ABOUT THIS TASK: Read the records that follow and state how many lines hold "such", adding nothing else.

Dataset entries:
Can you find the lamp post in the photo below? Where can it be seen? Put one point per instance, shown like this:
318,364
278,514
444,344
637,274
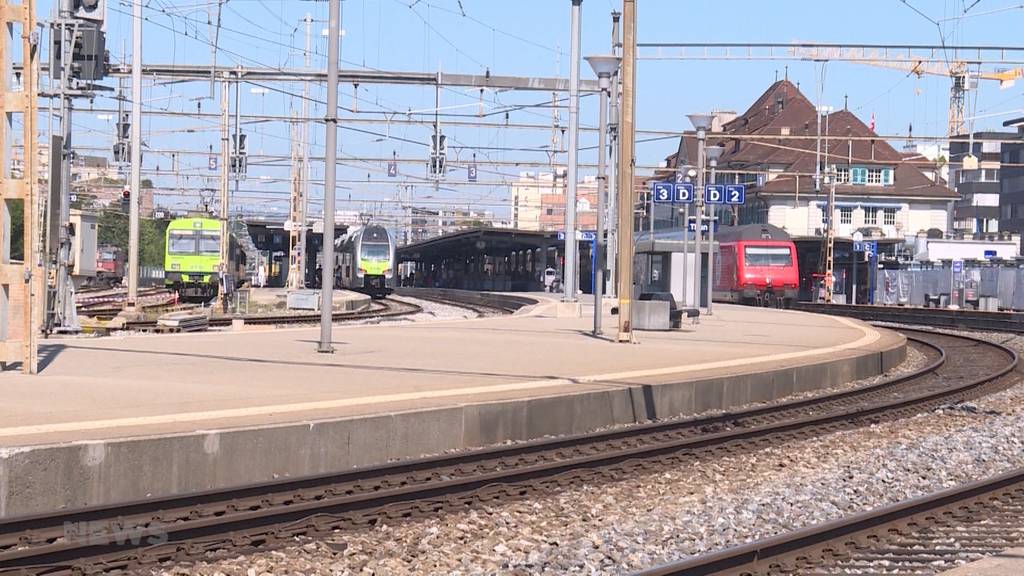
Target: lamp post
603,67
570,276
713,153
688,174
700,123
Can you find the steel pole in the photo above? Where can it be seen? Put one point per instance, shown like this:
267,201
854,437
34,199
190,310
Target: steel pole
686,255
627,139
136,151
330,177
305,173
602,124
711,241
225,174
698,213
569,276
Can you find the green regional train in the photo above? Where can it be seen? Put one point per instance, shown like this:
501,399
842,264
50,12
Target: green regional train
193,254
367,261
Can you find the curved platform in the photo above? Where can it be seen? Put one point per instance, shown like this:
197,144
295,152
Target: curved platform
125,418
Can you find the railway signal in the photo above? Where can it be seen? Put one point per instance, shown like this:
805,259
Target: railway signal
438,156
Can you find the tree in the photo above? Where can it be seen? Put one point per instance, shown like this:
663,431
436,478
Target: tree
16,211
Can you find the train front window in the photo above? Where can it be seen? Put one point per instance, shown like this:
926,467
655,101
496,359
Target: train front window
181,242
768,256
209,243
374,251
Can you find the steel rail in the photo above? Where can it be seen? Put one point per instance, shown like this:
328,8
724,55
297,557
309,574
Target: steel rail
248,513
749,558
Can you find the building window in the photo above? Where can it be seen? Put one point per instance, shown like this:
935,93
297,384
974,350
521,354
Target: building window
889,216
870,215
846,215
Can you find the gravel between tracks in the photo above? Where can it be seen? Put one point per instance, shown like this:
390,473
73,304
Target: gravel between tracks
665,516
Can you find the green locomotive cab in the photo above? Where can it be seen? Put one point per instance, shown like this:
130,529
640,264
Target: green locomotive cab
193,257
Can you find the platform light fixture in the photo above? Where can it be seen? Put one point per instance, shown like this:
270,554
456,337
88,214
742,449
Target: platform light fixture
603,66
701,122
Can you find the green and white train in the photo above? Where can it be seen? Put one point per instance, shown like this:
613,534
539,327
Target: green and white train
192,257
366,260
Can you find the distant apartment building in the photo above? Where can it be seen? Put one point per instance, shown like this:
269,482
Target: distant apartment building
431,222
539,202
94,180
878,191
1012,180
974,174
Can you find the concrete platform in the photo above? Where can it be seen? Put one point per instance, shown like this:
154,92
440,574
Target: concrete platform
275,298
124,418
1007,563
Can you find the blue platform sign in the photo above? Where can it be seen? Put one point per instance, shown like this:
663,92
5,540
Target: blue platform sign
581,235
684,193
664,192
704,225
714,194
735,194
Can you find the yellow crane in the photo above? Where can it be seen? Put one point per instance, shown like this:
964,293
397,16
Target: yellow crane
962,78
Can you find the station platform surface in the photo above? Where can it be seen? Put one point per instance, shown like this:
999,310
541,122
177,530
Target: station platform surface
1007,563
276,297
121,418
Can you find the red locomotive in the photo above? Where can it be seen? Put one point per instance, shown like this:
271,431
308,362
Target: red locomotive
757,264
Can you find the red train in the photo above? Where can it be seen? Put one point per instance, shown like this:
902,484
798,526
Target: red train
757,264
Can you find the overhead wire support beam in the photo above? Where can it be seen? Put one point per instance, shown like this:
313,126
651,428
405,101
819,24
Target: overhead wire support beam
829,51
200,72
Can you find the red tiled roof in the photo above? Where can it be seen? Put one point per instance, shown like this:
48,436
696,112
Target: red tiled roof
783,111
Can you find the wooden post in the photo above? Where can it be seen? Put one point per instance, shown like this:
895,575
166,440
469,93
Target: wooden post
20,282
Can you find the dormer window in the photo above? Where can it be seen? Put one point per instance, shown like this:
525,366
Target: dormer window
871,176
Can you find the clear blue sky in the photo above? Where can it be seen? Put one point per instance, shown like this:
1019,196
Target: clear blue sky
530,37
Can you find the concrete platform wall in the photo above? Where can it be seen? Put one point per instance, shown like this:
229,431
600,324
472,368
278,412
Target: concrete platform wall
41,479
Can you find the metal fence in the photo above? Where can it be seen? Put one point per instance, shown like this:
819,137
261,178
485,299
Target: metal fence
985,288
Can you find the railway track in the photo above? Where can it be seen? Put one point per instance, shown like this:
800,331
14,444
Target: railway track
252,518
1011,322
922,536
387,309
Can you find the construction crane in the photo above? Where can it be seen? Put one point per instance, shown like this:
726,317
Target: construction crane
962,79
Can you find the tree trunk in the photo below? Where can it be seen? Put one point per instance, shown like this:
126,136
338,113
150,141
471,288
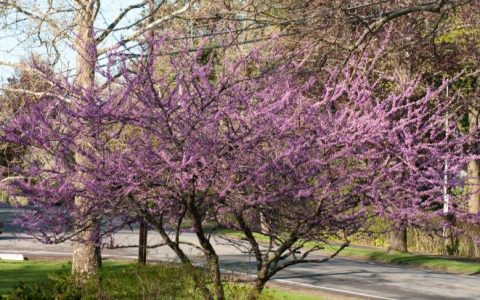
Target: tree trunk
398,239
142,243
473,169
86,258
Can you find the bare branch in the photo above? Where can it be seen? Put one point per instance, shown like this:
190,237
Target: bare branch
148,27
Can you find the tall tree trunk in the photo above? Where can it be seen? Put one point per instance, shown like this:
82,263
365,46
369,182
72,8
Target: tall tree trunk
398,239
142,242
473,169
86,258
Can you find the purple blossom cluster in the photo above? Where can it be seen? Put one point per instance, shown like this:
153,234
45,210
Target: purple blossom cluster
238,142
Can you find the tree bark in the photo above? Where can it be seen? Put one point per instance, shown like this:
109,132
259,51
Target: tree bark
473,169
398,239
142,243
86,258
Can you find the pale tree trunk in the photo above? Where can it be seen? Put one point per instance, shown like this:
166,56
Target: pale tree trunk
86,258
398,239
473,169
142,242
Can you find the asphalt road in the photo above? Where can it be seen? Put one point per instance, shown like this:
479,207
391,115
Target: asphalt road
351,277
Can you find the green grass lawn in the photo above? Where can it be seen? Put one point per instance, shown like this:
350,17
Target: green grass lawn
431,262
11,273
119,274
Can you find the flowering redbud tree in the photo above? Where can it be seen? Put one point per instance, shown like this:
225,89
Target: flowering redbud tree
240,142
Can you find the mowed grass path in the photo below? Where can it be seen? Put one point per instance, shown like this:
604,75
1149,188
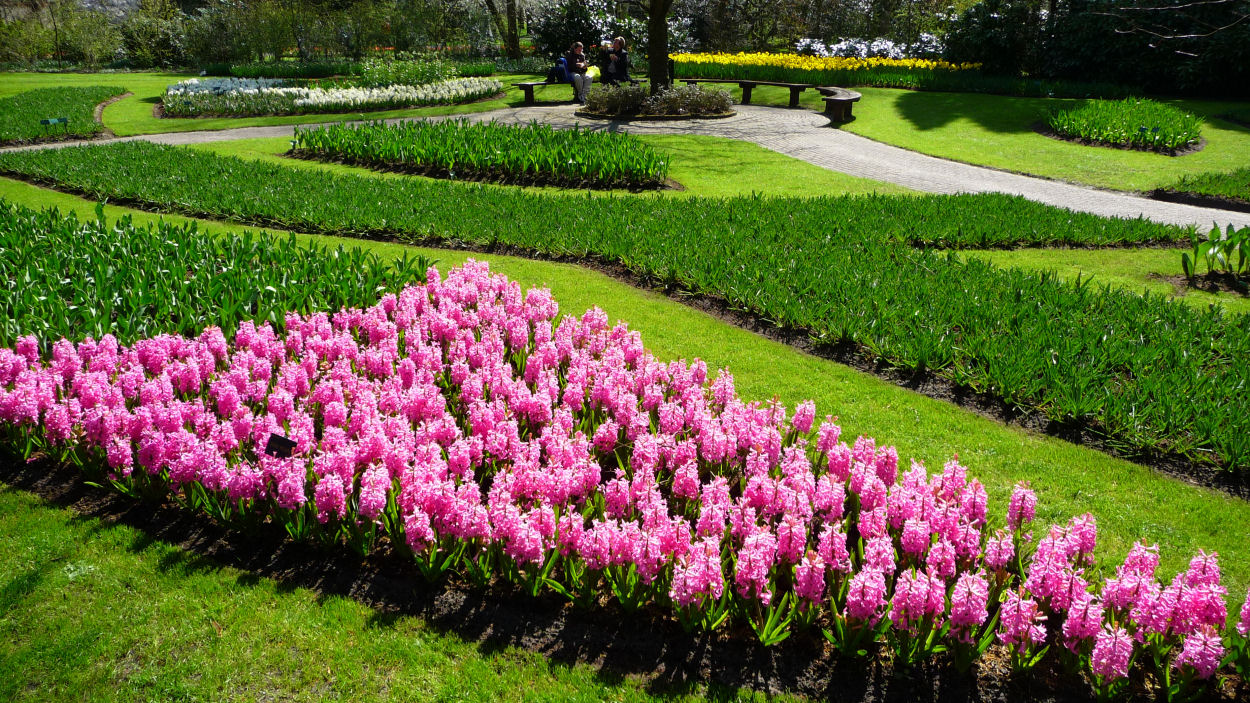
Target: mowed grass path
134,114
100,612
996,131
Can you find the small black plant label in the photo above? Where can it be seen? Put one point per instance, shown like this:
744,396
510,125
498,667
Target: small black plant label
279,447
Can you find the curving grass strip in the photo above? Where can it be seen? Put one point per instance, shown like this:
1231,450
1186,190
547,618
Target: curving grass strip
1149,374
20,114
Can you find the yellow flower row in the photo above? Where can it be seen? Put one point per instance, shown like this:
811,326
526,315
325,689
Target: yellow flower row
816,63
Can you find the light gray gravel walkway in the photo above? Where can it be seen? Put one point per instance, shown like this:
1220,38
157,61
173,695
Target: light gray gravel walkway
809,136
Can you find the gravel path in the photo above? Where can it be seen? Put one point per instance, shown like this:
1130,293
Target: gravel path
809,135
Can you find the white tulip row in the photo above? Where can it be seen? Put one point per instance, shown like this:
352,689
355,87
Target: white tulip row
245,96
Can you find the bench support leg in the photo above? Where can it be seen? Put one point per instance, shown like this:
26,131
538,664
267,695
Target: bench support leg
838,111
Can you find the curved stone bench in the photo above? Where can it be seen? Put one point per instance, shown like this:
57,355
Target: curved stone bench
839,101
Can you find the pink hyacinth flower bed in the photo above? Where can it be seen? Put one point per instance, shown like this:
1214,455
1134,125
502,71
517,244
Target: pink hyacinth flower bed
463,423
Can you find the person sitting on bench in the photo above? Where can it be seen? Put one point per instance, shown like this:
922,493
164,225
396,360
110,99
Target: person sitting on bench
578,65
618,64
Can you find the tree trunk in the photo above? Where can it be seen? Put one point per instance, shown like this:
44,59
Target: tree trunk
498,20
513,39
658,45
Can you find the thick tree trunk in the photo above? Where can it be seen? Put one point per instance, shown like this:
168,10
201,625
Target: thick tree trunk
498,20
658,44
513,39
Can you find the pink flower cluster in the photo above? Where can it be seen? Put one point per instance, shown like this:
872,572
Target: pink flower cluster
463,417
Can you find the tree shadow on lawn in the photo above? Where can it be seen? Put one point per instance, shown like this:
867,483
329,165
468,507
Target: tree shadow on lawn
929,110
616,644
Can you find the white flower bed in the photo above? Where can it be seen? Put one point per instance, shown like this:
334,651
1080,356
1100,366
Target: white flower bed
243,96
223,85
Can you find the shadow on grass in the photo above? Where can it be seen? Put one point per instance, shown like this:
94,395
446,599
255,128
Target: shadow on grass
995,113
498,619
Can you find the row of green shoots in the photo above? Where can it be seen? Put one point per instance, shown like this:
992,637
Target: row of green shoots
93,278
1135,123
461,149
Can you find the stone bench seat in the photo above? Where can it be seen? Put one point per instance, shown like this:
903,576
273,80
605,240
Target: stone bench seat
748,85
838,103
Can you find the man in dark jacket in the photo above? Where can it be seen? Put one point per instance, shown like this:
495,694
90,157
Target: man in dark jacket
618,64
578,64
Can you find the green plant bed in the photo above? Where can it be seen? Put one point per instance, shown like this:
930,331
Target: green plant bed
21,114
135,114
531,154
644,118
706,166
998,131
1153,270
840,270
113,278
1134,123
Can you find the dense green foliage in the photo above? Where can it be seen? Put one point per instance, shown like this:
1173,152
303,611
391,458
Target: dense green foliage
1149,373
1160,48
1223,252
1136,123
461,149
20,114
90,278
1234,185
288,69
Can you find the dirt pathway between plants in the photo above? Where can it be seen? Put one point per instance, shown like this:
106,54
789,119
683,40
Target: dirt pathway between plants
808,135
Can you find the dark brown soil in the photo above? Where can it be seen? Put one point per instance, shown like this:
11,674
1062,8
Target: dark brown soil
1208,283
588,114
644,644
1044,129
1200,199
469,175
925,382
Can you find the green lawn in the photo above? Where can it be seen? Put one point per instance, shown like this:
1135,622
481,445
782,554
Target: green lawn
101,612
704,165
134,115
996,131
1234,184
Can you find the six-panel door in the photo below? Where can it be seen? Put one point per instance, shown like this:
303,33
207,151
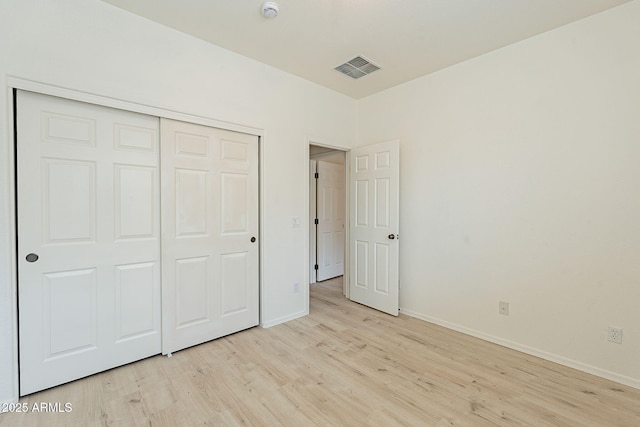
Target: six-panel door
88,239
209,233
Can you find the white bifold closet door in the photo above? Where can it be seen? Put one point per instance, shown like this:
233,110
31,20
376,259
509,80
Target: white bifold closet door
209,233
88,239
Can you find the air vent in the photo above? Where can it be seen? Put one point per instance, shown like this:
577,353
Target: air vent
357,67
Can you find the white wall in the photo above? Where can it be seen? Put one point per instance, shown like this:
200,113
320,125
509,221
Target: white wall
88,46
520,182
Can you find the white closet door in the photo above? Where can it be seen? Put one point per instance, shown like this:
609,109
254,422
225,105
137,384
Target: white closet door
374,226
330,211
209,232
88,239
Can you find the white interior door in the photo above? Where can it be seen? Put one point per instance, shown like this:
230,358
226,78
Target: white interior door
209,233
330,214
374,226
88,239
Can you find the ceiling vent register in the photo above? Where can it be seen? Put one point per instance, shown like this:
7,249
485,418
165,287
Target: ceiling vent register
357,67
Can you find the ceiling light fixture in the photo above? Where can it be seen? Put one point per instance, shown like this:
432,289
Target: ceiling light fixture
270,9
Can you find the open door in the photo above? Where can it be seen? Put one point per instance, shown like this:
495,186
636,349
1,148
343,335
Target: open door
374,225
330,220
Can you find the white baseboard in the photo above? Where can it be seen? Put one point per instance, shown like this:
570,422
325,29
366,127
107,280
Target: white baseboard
603,373
284,319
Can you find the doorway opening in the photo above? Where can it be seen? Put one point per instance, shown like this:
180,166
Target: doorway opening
327,213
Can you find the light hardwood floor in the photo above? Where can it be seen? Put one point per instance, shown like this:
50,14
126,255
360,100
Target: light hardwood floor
343,365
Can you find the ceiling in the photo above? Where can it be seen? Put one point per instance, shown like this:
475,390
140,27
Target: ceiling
406,38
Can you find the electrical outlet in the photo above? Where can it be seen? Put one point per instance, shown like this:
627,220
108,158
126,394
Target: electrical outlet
615,335
503,308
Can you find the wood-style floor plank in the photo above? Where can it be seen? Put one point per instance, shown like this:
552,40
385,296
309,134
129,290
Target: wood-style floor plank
343,365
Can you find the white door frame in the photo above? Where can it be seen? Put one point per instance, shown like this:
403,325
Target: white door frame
76,95
347,152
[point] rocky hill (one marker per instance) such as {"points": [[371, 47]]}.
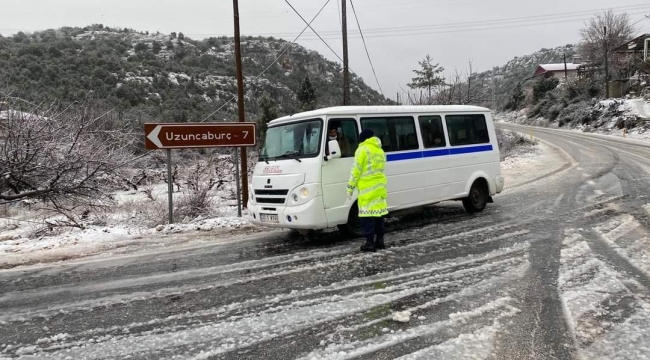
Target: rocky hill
{"points": [[518, 70], [165, 77]]}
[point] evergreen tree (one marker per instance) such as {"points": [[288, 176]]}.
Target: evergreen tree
{"points": [[307, 95], [156, 47], [428, 76]]}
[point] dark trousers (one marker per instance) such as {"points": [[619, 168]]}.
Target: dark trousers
{"points": [[373, 228]]}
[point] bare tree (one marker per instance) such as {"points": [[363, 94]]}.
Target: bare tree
{"points": [[428, 76], [58, 157], [603, 33]]}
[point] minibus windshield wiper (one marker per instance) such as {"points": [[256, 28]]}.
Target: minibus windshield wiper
{"points": [[290, 155]]}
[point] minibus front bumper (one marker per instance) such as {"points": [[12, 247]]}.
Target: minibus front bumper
{"points": [[499, 181], [308, 216]]}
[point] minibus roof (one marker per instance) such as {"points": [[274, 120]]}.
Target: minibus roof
{"points": [[383, 109]]}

EXPECTED OUTPUT: 7